- WORK REQUIRED -
Transcribe each line below without altering anything.

[Data entries]
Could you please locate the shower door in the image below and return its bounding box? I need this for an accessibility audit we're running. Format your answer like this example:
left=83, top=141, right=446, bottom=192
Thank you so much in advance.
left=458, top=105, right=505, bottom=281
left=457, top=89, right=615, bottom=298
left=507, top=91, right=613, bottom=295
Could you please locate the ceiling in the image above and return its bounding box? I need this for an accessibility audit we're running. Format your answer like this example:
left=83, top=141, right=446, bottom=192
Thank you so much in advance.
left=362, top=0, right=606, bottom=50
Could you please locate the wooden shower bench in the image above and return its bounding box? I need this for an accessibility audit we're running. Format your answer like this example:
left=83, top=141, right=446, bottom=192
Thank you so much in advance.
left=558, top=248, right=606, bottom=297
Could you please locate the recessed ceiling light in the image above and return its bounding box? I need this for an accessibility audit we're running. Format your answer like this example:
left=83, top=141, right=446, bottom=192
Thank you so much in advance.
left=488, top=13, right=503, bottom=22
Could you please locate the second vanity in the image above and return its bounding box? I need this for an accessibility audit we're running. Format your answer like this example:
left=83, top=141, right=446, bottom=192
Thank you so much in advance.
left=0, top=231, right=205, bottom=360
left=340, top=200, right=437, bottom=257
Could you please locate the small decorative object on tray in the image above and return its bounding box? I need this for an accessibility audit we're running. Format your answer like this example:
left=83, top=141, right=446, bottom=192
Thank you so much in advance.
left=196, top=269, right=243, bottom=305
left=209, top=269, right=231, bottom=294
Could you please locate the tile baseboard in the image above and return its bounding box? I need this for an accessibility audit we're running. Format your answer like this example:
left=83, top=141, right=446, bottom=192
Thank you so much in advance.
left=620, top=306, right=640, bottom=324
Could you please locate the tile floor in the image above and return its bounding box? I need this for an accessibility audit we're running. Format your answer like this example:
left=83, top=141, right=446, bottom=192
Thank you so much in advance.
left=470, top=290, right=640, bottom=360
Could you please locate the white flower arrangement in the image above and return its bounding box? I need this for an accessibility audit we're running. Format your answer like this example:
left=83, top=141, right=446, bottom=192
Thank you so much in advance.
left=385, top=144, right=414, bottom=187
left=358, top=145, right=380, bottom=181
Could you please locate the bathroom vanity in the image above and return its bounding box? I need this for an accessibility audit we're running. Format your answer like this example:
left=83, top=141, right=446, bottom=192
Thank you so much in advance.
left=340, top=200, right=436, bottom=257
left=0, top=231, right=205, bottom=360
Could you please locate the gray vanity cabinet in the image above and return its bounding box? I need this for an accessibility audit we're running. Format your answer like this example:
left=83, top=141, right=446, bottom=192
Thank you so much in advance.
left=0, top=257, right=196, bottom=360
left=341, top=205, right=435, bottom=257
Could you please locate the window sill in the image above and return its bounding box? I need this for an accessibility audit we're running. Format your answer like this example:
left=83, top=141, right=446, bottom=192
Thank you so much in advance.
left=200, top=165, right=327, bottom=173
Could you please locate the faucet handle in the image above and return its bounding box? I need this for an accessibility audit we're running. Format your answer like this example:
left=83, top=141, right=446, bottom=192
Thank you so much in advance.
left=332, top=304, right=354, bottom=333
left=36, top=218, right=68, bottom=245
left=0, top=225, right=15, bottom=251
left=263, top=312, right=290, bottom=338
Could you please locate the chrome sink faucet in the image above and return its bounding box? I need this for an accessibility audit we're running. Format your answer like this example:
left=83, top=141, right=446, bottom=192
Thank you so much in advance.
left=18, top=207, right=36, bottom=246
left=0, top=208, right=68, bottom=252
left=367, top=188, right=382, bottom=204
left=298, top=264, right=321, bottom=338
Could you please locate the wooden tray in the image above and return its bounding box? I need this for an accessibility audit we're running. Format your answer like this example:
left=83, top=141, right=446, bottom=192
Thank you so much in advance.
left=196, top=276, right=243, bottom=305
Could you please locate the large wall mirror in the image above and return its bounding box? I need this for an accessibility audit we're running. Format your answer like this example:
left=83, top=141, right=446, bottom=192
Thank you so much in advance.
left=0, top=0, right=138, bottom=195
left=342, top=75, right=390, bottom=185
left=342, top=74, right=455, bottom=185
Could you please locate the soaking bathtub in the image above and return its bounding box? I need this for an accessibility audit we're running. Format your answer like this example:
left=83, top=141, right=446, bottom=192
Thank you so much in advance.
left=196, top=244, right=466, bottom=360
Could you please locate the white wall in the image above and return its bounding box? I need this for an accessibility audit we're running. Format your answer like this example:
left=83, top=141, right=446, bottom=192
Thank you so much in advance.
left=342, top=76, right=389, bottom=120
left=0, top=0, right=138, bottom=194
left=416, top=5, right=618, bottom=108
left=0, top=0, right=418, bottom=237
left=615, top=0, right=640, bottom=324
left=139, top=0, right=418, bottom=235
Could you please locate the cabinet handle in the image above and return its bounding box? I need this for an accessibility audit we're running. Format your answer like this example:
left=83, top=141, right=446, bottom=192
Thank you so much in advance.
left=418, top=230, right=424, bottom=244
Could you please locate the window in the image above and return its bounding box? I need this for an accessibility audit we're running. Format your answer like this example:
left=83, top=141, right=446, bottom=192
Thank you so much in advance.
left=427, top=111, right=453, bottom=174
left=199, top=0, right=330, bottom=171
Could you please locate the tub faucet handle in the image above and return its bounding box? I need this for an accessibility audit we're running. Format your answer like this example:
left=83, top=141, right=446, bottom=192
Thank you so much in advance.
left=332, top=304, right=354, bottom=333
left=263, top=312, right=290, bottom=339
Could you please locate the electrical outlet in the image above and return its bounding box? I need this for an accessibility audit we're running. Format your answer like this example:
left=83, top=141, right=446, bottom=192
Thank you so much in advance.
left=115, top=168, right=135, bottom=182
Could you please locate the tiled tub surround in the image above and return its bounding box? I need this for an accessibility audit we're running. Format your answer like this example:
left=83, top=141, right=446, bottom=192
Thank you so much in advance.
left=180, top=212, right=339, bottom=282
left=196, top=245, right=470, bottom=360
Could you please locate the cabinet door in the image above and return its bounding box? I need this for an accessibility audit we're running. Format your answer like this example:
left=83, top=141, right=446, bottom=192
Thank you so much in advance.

- RESPONSE AREA -
Could you please locate the shower door in the image below and return its bounding box? I need this for an accessibility audit we're running. Format your answer like this example:
left=83, top=141, right=446, bottom=192
Thank you so much in advance.
left=458, top=105, right=505, bottom=281
left=457, top=89, right=615, bottom=298
left=507, top=91, right=613, bottom=295
Could you please locate the ceiling in the image above and return its bounding box? I need this for an accessibility audit we're running. Format your answer like this example:
left=83, top=141, right=446, bottom=192
Thank you so much in advance.
left=362, top=0, right=606, bottom=50
Could you please locate the wooden shower bench in the image above and return its bounding box? I need this for an accessibility audit we're running. Format your answer like this example:
left=83, top=141, right=446, bottom=192
Thank you so much in advance.
left=558, top=248, right=606, bottom=297
Could you please locate the recessed ceiling light in the image above and return its bounding box? I need this for an accessibility audit we're running. Format your answer like this example:
left=83, top=141, right=446, bottom=192
Thank you so much in advance.
left=488, top=13, right=503, bottom=22
Could you please locate the second vanity in the image above and return its bounding box? I need this for an accessibility audit we're running. Format your answer like this example:
left=83, top=141, right=446, bottom=192
Thank you so much in advance.
left=0, top=231, right=205, bottom=360
left=340, top=200, right=437, bottom=257
Could you please locate the small decorative object on tray in the image above and return its bounding box? I need this for an accessibility audit we're running. Format your answer like this example:
left=83, top=141, right=446, bottom=192
Thank you so much in advance.
left=196, top=269, right=243, bottom=305
left=209, top=269, right=231, bottom=294
Could you please locate the tile baseboard in the image above and return its bounding box? I need this for an accessibility audit we're running. Format your answer like this example:
left=83, top=141, right=446, bottom=192
Thank you so much in advance.
left=620, top=306, right=640, bottom=324
Could you please locate the tile floor in the image above and return its bounding box? I need this for an accessibility audit we're running. Format your answer like this example:
left=83, top=141, right=446, bottom=192
Thank you so much in advance.
left=470, top=290, right=640, bottom=360
Could you please locate the white flower arrangement in the image above and return its bounding box? I need this for an accessibility audit we're running. Format your answer like this example:
left=83, top=141, right=446, bottom=192
Thank you so much in advance.
left=385, top=144, right=414, bottom=187
left=358, top=145, right=380, bottom=181
Could you please locate the bathroom vanity in the image above and return its bounding box? I need this for an accessibility audit we're running. Format your answer like this example:
left=83, top=141, right=446, bottom=192
Thank you so much in advance.
left=340, top=200, right=436, bottom=257
left=0, top=231, right=205, bottom=360
Could you please locate the gray vanity cabinet in the image above and return its bounding box? I need this for an accessibility audit we're running. Format your answer like this example:
left=83, top=141, right=446, bottom=192
Thank you so much in advance.
left=0, top=257, right=196, bottom=360
left=341, top=205, right=435, bottom=257
Could you please locate the window sill in the image above and return its bounding box? I need this for an accessibility audit we're running. Format your answer like this example:
left=83, top=141, right=446, bottom=192
Thank you so much in advance.
left=200, top=165, right=327, bottom=173
Could you please locate the faucet handle in the image above and return its bounding box? I need this for an accessibility audit we're running. Format your answer like this example:
left=83, top=141, right=446, bottom=192
Thank you so much in advance.
left=332, top=304, right=354, bottom=333
left=36, top=218, right=68, bottom=245
left=0, top=225, right=15, bottom=251
left=263, top=312, right=290, bottom=338
Could you please locate the chrome sink faucet in the image above and return its bounding box? I need this for an accessibility audit we're running. Format your answer like this example:
left=83, top=141, right=446, bottom=192
Thank you so much in advance.
left=18, top=207, right=36, bottom=246
left=0, top=208, right=68, bottom=252
left=367, top=188, right=382, bottom=204
left=298, top=264, right=321, bottom=338
Could you please locate the wooden tray in the image above and return its bounding box? I need this for an accessibility audit we're running. Format your answer like this example:
left=83, top=141, right=446, bottom=192
Thank you so much in advance.
left=196, top=276, right=243, bottom=305
Could you please locate the large wall mirror in the image above and return its bounding box? I need this for an accessibility audit we're running. Format your answer like this example:
left=83, top=141, right=446, bottom=192
Thank you so much in advance.
left=0, top=0, right=138, bottom=195
left=342, top=75, right=390, bottom=185
left=342, top=74, right=455, bottom=185
Could you please locate the soaking bathtub in the image above and return its bounding box? I need this for an accessibility audit we're running. Format your answer like this example:
left=83, top=141, right=446, bottom=192
Thank you so much in advance.
left=196, top=244, right=466, bottom=360
Could you please locate the white wall in the image above and return its bounding box? I need this for an accessibility audit we're running. Format your answer like this example:
left=83, top=141, right=446, bottom=192
Thank you so much in advance.
left=342, top=76, right=389, bottom=120
left=0, top=0, right=138, bottom=194
left=416, top=5, right=618, bottom=108
left=0, top=0, right=418, bottom=237
left=615, top=0, right=640, bottom=324
left=139, top=0, right=418, bottom=235
Could you please locate the cabinet handle in the image above and return its bounding box? I need this for an accessibility audit we're running. Format your answer like this example:
left=83, top=141, right=446, bottom=192
Thank you so much in advance.
left=418, top=230, right=424, bottom=244
Could you please locate the window in the image above and return its bounding box? I need this for an accessibility audit we're running. Format your answer like this example:
left=83, top=141, right=446, bottom=192
Thank you so much in advance.
left=427, top=111, right=453, bottom=174
left=199, top=0, right=330, bottom=171
Could you please locate the tub faucet handle in the image above and return its bounding box? I need this for an accessibility audit we're running. Format your answer like this example:
left=83, top=141, right=446, bottom=192
Thank you so much in advance.
left=332, top=304, right=354, bottom=333
left=263, top=312, right=290, bottom=339
Could you please locate the electrical outlet in the image above and return its bounding box? I need this for an accessibility audit we're running. Format your answer like this example:
left=83, top=141, right=446, bottom=192
Thank you so much in advance.
left=115, top=168, right=135, bottom=182
Could you please locate the tiled tub surround in the image above and return its bounding box? I need this for an accessibility audit we're running. Format your answer like this example:
left=83, top=141, right=446, bottom=192
Thank you so much in advance.
left=180, top=212, right=339, bottom=282
left=196, top=245, right=470, bottom=360
Could you please locate the cabinet door in the image above and return its bounding box? I need this for an accessibility audit we're running. Format your answer like this example:
left=83, top=141, right=446, bottom=192
Thank you so much in advance.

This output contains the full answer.